**TEXT EXCERPT**
* * * * *
Can you tell me how to modify my laser so it can be a "lightening gun" like this:

http://www.bbc.co.uk/news/technology-18630622

If anyone can figure out how to do it, I'm sure you can!!!

Anthony Scira
01-08-2013, 4:23 PM
I think that is one of those improperly grounded Chinese models.

Martin Boekers
01-08-2013, 4:33 PM
Steve we'll have to check your security clearance on this....... :)

Jiten Patel
01-08-2013, 4:34 PM
ahaha love this - Steve, think you will need an upgrade on the 45w though....MORE POWERRRRRR!

Walt Langhans
01-08-2013, 4:36 PM
From what I understand this is what happens when you hook up the flux capacitor and reverse the polarity!

Michael Hunter
01-08-2013, 5:47 PM
That lightning gun is just showy.

Also on the BBC news website is a German-made laser capable of cutting 15mm steel girders a kilometre away (and knocking drone planes out of the sky).

Kind of puts the NOT cutting metal with a Chinese 120W machine into perspective - just add another 49,880 Watts and it should cut just about anything.
* * * * *
**INPUT DATA**

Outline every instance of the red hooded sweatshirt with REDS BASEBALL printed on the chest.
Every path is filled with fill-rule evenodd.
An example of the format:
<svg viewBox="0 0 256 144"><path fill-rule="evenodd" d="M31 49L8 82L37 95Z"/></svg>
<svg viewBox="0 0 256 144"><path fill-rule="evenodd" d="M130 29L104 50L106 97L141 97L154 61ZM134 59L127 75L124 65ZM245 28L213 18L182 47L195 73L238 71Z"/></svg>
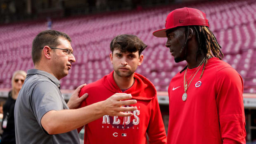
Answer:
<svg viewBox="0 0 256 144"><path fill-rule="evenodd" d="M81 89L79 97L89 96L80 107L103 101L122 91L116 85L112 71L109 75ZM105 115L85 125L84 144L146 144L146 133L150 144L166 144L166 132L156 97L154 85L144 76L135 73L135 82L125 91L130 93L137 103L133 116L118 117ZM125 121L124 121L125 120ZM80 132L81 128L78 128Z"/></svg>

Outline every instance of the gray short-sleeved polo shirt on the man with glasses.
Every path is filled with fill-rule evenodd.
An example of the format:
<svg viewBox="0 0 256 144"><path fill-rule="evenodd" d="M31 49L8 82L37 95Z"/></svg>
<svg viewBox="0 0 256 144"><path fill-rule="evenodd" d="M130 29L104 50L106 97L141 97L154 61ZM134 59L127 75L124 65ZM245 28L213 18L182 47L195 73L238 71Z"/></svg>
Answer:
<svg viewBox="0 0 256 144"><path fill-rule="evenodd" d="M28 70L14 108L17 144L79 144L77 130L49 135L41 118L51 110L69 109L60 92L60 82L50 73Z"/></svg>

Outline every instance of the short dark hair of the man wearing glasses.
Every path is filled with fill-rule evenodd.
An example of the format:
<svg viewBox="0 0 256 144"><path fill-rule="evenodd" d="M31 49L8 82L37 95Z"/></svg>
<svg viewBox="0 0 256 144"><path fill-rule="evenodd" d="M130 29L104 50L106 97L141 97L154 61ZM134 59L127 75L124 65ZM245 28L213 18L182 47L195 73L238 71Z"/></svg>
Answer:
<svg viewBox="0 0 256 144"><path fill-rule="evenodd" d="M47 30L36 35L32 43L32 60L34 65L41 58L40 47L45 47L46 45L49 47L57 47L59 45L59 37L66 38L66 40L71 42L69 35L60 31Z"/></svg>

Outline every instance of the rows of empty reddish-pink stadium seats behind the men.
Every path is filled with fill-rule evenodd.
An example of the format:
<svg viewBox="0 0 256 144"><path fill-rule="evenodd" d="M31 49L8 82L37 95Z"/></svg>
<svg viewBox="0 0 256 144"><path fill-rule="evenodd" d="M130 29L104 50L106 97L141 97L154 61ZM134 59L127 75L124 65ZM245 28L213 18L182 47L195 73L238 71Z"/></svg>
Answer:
* * * * *
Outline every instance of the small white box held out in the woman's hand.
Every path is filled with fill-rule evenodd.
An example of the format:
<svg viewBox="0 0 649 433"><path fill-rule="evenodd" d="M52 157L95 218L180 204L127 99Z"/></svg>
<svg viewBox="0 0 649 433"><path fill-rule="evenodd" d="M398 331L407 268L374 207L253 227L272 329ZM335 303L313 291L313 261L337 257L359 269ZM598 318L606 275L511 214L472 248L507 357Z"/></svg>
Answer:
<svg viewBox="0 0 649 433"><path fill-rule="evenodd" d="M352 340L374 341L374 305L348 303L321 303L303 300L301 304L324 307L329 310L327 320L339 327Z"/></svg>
* * * * *
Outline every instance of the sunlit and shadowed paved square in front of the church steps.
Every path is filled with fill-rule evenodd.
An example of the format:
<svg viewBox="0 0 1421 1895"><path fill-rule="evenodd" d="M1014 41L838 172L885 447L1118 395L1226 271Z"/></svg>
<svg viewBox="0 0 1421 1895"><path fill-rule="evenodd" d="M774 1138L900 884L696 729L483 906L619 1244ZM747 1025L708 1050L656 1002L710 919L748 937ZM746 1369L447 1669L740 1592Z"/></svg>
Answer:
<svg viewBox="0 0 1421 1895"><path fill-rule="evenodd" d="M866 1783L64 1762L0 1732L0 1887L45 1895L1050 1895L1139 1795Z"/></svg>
* * * * *
**EXERCISE SET**
A – Check each statement against the laser forum thread and mark it yes or no, quoting the words that decide it.
(i) Walt Langhans attributes the effect to hooking up the flux capacitor and reversing the polarity.
(ii) Michael Hunter says the German-made laser can cut 15mm steel girders ten kilometers away.
(iii) Jiten Patel thinks Steve will need an upgrade on the 45w.
B – Please go on with the laser forum thread from the point where it stops.

**YOUR WRITTEN ANSWERS**
A –
(i) Yes: "this is what happens when you hook up the flux capacitor and reverse the polarity!"
(ii) No: "capable of cutting 15mm steel girders a kilometre away"
(iii) Yes: "Steve, think you will need an upgrade on the 45w though"

B –
Phil Thien
01-08-2013, 7:03 PM
The particle beam is where it is at.

I remember when I was a kid (35 years ago) watching, at a friend's house, a show on futuristic military weaponry on PBS. One of the devices was a particle beam. They had a company that was making them small enough to put on Satellites.

They could blow a perfect, quarter-sized hole through a plate of steel an inch thick in 1/1000 (or less) of a second.

I told someone that about the show about ten years 15 years ago. They doubted me. We "googled" it (did we use google, cannot remember). A company had listed all their achievements for putting particle beams on satellites.

That is where we were 35 years ago.

Can you imagine the stuff they have today, that they don't even tell is about?

Dan Hintz
01-09-2013, 6:34 AM
Some good chuckle-inducing comments in this thread ;)

Just like the researchers at UofF use ultra-think drag lines behind model rockets to induce a lightning strike for their research, this is essentially the same thing. Instead of the wire providing the initial path, the laser creates a path of plasma. Very cool idea, and something I had not seen before. Thanks for posting, Steve :)

Now if you'll excuse me, I need to go charge up my 500MFarad capacitor bank to get my laser warmed up.